[Document segment Boundary: Start]
In acute renal failure, the glomerular filtration rate decreases over days to weeks. As a result, excretion of nitrogenous waste is reduced, and fluid and electrolyte balances cannot be maintained. Patients with acute renal failure are often asymptomatic, and the condition is diagnosed by observed elevations of blood urea nitrogen (BUN) and serum creatinine levels. Most authorities define the condition as an acute increase of the serum creatinine level from baseline (i.e., an increase of at least 0.5 mg per dL [44.2 μmol per L]).3 Complete renal shutdown is present when the serum creatinine level rises by at least 0.5 mg per dL per day and the urine output is less than 400 mL per day (oliguria).

Not all BUN and serum creatinine elevations result from acute renal failure. Cephalosporins and trimethoprim-sulfamethoxazole (Bactrim, Septra) may cause acute renal failure as a result of interstitial disease, but these agents sometimes cause elevated serum creatinine levels simply by inhibiting the tubular secretion of creatinine without causing real damage to the kidneys. The BUN can be elevated in patients who are receiving corticosteroids, those with increased catabolism or those with gastrointestinal tract bleeding.
[Document segment Boundary: End]
**Problems and tasks:**
1: List each group of patients that the passage on acute renal failure says can have an elevated BUN.
2: Transcribe the passage on acute renal failure, beginning at the words "In acute renal" and stopping after the words "per day (oliguria).".
[Dataset records Boundary: Start]
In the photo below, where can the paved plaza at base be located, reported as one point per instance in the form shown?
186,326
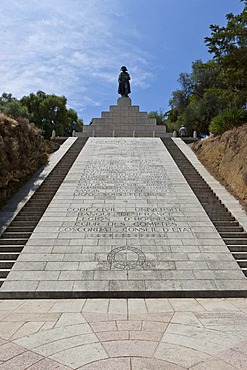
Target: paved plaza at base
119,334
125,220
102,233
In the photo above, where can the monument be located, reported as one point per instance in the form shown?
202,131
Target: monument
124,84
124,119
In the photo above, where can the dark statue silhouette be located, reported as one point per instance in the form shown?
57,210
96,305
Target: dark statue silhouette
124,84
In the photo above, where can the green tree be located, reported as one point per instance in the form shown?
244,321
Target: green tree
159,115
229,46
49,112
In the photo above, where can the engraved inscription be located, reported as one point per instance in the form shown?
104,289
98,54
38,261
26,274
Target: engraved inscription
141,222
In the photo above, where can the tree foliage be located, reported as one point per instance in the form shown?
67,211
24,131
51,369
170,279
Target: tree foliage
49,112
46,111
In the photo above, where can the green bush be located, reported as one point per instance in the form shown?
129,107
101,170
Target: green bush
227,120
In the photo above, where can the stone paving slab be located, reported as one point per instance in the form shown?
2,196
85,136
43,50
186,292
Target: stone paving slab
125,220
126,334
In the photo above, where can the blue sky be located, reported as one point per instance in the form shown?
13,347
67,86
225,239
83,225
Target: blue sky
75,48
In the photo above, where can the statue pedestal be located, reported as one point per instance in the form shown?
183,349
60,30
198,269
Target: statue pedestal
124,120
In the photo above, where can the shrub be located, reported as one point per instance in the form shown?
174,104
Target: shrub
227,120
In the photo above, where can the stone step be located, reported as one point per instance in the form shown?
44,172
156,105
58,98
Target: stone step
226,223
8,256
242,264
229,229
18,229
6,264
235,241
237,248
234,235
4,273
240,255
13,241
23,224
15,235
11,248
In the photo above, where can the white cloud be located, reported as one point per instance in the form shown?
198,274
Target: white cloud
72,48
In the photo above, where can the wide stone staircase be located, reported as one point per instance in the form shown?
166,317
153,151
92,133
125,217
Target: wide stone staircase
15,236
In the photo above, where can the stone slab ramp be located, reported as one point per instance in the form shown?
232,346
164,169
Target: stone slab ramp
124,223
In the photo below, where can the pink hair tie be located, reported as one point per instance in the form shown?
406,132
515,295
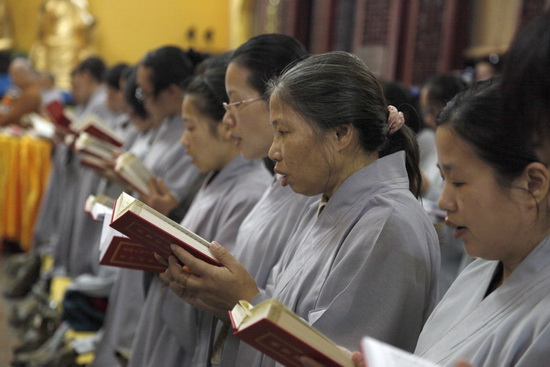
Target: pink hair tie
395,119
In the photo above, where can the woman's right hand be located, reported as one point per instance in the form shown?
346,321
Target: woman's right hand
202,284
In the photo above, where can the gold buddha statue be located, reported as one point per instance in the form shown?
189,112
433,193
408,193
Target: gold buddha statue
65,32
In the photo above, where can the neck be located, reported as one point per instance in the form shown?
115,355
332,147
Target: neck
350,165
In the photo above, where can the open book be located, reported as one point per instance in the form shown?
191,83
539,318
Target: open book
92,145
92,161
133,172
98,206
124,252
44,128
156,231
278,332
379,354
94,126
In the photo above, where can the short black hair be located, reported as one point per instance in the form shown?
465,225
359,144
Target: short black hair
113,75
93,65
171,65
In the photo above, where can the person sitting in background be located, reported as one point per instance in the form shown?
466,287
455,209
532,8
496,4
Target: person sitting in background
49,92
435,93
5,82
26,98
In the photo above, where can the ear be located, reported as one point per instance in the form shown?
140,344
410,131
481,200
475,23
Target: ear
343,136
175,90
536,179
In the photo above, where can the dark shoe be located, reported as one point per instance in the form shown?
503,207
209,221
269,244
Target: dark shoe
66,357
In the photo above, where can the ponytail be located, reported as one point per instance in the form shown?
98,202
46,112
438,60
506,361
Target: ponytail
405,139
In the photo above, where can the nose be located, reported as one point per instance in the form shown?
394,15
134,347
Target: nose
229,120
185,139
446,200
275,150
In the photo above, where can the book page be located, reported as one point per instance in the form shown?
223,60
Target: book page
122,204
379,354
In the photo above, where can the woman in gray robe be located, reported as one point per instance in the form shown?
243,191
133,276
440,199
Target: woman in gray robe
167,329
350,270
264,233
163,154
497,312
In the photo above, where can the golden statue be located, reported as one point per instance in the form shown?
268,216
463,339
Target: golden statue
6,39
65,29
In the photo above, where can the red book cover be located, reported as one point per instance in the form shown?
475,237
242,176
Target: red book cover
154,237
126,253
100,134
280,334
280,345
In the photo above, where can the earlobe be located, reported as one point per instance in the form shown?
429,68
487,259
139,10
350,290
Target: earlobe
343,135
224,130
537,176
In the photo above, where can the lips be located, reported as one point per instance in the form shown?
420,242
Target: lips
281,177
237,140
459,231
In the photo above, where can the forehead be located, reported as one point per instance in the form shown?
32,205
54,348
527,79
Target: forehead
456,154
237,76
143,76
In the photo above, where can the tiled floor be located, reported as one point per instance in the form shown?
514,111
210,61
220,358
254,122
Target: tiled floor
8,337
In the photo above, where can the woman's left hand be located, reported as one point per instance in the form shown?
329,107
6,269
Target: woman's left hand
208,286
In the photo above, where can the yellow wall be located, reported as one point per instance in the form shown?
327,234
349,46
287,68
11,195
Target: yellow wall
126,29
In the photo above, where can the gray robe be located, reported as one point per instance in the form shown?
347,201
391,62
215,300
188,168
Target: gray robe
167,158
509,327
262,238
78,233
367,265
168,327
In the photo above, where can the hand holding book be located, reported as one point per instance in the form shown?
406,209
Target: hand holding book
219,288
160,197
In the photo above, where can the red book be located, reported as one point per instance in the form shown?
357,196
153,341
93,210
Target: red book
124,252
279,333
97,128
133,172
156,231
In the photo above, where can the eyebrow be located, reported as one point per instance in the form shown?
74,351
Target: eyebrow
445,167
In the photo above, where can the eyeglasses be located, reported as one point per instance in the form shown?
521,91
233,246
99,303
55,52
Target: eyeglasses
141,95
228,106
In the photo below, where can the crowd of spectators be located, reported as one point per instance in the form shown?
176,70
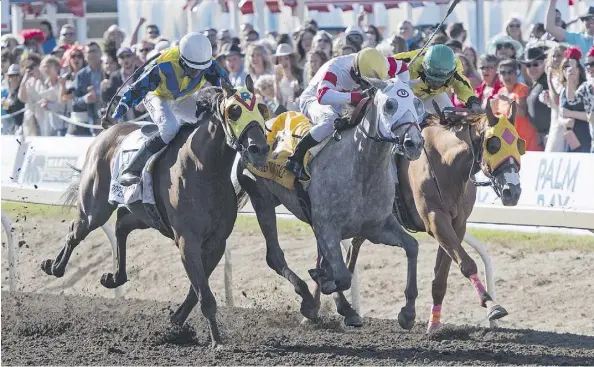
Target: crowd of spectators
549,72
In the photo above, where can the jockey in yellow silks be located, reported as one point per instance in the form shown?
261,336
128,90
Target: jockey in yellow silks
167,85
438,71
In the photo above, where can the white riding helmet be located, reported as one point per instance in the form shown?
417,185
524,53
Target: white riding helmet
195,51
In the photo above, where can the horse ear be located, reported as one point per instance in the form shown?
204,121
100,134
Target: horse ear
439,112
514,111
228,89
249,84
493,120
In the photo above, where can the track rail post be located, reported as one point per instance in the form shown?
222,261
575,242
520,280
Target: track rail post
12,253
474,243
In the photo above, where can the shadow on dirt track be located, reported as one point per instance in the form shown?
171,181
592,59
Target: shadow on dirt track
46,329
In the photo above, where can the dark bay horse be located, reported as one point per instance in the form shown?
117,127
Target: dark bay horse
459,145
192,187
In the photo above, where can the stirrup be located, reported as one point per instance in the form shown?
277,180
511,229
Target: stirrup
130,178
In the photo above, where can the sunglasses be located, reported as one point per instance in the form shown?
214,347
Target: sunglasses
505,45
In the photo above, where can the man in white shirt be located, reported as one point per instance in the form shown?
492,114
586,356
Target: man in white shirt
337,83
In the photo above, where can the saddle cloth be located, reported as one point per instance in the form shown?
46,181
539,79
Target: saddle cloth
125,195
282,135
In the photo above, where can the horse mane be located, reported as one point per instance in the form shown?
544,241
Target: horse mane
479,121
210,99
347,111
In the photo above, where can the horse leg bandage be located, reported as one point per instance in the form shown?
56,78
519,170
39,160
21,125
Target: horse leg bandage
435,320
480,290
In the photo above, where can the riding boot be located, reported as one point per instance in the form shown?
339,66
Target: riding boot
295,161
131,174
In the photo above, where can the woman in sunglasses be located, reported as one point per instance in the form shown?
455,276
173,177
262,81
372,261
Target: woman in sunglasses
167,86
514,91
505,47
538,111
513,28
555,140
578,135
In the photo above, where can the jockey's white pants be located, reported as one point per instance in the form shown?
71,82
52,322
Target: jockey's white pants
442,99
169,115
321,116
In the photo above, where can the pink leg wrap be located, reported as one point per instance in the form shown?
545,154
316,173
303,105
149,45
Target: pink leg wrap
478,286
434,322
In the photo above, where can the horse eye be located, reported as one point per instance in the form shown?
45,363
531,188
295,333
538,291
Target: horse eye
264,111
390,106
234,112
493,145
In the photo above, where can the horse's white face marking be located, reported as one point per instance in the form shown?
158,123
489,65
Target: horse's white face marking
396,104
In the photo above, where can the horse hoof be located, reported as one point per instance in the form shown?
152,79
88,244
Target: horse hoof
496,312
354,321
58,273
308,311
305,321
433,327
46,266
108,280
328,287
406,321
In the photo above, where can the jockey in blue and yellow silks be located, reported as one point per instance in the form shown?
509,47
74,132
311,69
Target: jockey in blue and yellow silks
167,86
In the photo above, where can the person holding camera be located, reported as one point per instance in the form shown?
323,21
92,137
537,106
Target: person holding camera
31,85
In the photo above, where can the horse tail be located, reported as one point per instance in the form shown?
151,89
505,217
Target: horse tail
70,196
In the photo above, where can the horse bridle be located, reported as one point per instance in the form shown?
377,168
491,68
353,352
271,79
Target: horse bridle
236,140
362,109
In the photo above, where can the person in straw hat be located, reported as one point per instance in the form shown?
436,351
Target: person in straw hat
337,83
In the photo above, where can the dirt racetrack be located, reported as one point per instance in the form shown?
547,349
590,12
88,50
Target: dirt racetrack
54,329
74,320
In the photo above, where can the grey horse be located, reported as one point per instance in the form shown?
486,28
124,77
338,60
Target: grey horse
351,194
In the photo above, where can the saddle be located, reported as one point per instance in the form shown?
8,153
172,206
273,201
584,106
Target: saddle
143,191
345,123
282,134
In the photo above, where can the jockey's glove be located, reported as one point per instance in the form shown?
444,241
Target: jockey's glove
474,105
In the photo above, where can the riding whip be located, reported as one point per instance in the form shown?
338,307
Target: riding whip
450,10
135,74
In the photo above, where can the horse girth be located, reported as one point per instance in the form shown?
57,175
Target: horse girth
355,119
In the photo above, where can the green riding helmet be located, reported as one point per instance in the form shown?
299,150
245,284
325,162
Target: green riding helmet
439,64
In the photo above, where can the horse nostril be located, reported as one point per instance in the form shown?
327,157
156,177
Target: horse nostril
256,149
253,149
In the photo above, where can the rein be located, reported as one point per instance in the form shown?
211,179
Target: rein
[Dataset records Boundary: End]
**Task-by-task outputs:**
1:
- Patients who are receiving corticosteroids
- Patients with increased catabolism
- Patients with gastrointestinal tract bleeding

2:
In acute renal failure, the glomerular filtration rate decreases over days to weeks. As a result, excretion of nitrogenous waste is reduced, and fluid and electrolyte balances cannot be maintained. Patients with acute renal failure are often asymptomatic, and the condition is diagnosed by observed elevations of blood urea nitrogen (BUN) and serum creatinine levels. Most authorities define the condition as an acute increase of the serum creatinine level from baseline (i.e., an increase of at least 0.5 mg per dL [44.2 μmol per L]).3 Complete renal shutdown is present when the serum creatinine level rises by at least 0.5 mg per dL per day and the urine output is less than 400 mL per day (oliguria).